[Collected data entries]
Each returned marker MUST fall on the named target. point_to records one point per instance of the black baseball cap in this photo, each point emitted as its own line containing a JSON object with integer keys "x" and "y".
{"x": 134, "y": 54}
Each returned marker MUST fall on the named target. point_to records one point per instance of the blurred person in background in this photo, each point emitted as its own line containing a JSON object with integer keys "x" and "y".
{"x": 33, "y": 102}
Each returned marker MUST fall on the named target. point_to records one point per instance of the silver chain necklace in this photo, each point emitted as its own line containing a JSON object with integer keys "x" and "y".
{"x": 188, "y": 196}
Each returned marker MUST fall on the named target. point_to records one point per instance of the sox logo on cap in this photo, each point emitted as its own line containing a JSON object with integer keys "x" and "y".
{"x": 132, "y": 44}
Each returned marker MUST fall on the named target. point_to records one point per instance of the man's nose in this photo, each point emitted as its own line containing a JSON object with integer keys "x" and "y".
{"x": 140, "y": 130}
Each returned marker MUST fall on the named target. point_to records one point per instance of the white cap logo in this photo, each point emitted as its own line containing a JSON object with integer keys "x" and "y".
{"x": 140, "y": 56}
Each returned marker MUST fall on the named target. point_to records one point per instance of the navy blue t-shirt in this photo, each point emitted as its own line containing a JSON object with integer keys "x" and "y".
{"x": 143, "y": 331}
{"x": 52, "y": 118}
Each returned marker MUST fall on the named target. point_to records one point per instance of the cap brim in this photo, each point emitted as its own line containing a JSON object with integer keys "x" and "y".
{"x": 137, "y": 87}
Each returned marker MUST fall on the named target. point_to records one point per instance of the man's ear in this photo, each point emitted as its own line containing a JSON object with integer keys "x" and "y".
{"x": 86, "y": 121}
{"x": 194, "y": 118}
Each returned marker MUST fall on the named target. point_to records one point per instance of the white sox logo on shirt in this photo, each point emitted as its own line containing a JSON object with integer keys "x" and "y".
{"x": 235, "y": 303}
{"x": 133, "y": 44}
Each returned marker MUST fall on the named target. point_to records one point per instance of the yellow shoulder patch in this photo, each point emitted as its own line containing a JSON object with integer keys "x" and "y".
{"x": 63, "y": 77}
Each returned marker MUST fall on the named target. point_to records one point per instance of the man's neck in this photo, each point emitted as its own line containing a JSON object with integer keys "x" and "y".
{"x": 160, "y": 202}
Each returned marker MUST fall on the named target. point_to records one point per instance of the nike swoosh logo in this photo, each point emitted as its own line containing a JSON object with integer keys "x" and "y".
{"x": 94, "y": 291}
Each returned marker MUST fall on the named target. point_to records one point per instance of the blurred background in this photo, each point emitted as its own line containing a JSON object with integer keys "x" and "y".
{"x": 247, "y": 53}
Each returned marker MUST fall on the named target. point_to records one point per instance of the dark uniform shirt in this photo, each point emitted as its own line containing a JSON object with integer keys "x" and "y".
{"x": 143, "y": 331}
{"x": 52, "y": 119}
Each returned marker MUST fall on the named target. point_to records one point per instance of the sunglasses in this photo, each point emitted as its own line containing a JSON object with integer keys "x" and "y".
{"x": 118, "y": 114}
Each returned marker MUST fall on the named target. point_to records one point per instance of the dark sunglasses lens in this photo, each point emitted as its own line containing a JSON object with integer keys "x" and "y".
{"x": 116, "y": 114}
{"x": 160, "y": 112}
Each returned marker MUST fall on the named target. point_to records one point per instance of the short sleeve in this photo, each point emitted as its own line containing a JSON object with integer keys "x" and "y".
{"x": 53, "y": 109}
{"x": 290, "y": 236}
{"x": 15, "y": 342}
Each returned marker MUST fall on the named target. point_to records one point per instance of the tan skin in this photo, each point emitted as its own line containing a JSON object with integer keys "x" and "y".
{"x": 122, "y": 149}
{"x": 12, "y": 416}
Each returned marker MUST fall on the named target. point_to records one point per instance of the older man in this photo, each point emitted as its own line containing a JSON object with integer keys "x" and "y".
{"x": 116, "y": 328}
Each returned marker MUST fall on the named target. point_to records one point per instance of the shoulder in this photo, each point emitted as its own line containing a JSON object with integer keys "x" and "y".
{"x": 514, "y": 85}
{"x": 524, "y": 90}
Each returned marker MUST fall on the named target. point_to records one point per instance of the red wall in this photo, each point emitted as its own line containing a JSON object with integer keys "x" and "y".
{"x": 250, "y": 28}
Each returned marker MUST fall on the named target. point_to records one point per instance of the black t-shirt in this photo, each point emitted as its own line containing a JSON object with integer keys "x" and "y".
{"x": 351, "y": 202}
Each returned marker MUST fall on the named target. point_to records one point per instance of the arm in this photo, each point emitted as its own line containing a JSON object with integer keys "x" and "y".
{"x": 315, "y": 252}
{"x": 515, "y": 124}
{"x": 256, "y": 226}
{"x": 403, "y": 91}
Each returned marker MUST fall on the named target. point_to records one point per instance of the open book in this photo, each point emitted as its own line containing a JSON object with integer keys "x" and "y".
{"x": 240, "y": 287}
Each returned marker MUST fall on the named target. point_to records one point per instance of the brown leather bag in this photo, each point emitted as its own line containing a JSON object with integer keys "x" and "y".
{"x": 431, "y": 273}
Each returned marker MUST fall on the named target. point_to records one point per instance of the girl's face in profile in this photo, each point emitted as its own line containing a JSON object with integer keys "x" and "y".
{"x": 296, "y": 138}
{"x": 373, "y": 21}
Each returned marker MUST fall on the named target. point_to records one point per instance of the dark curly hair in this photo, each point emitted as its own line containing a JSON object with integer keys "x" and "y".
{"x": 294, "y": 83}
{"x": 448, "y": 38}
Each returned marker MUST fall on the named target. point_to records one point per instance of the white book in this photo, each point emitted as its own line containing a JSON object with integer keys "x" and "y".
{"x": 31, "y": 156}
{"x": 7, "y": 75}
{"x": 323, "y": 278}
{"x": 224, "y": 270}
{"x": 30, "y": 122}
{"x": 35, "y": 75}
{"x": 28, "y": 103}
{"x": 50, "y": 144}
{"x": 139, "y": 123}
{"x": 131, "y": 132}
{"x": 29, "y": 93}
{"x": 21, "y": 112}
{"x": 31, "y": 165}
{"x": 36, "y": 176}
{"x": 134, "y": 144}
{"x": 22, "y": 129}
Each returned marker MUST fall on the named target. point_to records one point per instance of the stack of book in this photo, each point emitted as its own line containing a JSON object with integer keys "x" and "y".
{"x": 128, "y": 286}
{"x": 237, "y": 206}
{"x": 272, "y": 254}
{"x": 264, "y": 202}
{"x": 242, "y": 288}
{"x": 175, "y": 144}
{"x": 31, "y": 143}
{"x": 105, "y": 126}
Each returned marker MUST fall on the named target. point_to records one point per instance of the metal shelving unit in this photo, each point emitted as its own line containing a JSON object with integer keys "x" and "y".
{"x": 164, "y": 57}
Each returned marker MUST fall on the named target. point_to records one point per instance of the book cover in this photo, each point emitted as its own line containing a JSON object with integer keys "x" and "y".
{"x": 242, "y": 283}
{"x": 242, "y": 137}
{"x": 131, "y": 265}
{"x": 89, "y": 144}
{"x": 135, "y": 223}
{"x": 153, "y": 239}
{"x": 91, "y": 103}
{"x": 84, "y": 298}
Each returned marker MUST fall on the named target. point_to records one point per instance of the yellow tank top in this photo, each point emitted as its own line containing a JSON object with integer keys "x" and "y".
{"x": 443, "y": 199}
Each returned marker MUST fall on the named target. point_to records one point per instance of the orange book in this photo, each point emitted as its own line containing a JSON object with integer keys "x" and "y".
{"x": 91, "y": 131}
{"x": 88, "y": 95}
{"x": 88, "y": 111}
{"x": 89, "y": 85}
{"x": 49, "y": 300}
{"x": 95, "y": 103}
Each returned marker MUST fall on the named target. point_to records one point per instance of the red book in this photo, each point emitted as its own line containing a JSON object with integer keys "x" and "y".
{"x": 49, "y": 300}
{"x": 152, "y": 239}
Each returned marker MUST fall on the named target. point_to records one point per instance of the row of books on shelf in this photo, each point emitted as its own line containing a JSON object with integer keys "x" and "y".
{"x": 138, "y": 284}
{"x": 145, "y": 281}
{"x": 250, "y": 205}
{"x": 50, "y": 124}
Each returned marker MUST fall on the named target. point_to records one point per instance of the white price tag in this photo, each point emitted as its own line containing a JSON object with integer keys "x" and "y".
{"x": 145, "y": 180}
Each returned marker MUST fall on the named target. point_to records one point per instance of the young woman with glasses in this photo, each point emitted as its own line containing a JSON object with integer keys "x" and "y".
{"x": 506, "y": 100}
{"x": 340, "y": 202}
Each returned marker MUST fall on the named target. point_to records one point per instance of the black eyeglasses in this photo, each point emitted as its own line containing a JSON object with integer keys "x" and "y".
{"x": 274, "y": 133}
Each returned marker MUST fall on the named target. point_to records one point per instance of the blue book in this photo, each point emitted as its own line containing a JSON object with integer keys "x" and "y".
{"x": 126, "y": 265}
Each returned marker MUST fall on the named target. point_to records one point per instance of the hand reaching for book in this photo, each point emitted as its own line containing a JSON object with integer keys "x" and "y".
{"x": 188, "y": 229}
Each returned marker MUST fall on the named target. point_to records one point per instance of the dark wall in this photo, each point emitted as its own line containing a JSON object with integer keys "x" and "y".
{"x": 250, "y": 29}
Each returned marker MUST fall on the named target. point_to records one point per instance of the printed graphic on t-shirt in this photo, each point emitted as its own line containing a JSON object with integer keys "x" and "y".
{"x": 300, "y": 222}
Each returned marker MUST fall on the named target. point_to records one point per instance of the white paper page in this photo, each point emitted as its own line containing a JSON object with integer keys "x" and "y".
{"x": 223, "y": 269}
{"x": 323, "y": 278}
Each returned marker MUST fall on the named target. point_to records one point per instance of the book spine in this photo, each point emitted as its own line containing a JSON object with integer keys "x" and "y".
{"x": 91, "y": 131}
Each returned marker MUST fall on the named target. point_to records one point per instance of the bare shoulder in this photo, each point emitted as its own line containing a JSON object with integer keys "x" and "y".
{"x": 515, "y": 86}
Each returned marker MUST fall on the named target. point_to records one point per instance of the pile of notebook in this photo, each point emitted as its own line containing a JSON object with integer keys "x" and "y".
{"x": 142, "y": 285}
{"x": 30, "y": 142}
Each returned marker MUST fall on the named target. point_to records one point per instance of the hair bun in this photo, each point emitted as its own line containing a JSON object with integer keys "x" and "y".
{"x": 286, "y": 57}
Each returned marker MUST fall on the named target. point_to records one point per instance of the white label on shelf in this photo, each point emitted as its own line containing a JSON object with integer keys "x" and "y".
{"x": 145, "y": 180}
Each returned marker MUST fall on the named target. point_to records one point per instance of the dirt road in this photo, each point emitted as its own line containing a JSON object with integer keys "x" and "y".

• **DIRECTIONS FOR THIS TASK**:
The line containing "the dark wall" and all lines after it, through the end of the entries above, are to be returned exactly and alone.

• **TASK ANSWER**:
Each returned marker MUST fall on the named target. point_to records one point per instance of the dark wall in this photo, each point emitted as its own line containing a JSON object with integer keys "x" and "y".
{"x": 250, "y": 29}
Each returned marker MUST fall on the named target. point_to records one point per instance of the printed graphic on t-shirt in this photo, each point emitted as its own line containing a JSON object with integer keys "x" and "y".
{"x": 300, "y": 222}
Each returned marker MUST fall on the named target. point_to records one point per instance of the white paper page in this photo, each point emitted as its own line containing a JSON object with integer keys "x" and "y".
{"x": 223, "y": 269}
{"x": 323, "y": 278}
Each returned marker MUST fall on the named target. point_to records one point per instance of the book spine in this photo, each point emitted as its own line containing a JSON object with integer keys "x" and "y".
{"x": 91, "y": 131}
Each returned marker MUST fall on the named target. point_to records one point per instance of the bare shoulder in this photo, each point emitted as its own line containing a JSON object with integer keys "x" and "y".
{"x": 515, "y": 86}
Each returned marker MUST fall on the named target. point_to records one point per instance of the pile of notebook in this photo, each point emitted as its own line containing a JSON object with integer keys "x" and "y".
{"x": 142, "y": 285}
{"x": 30, "y": 142}
Each returned marker MUST fall on the named target. point_to records one point per instance of the hair bun in this photo, each point emitted as its own line containing a JSON object with integer keys "x" and "y".
{"x": 286, "y": 57}
Each returned marker MUST fall on the named target. point_to records one point per instance of the white label on shelf in this photo, each point emitted as its own line containing a JSON object with integer keys "x" and "y".
{"x": 145, "y": 180}
Each returned marker MUST fall on the named target. point_to records one point per instance of the dirt road in this photo, each point emitted as its own line containing a JSON object with integer keys "x" and "y".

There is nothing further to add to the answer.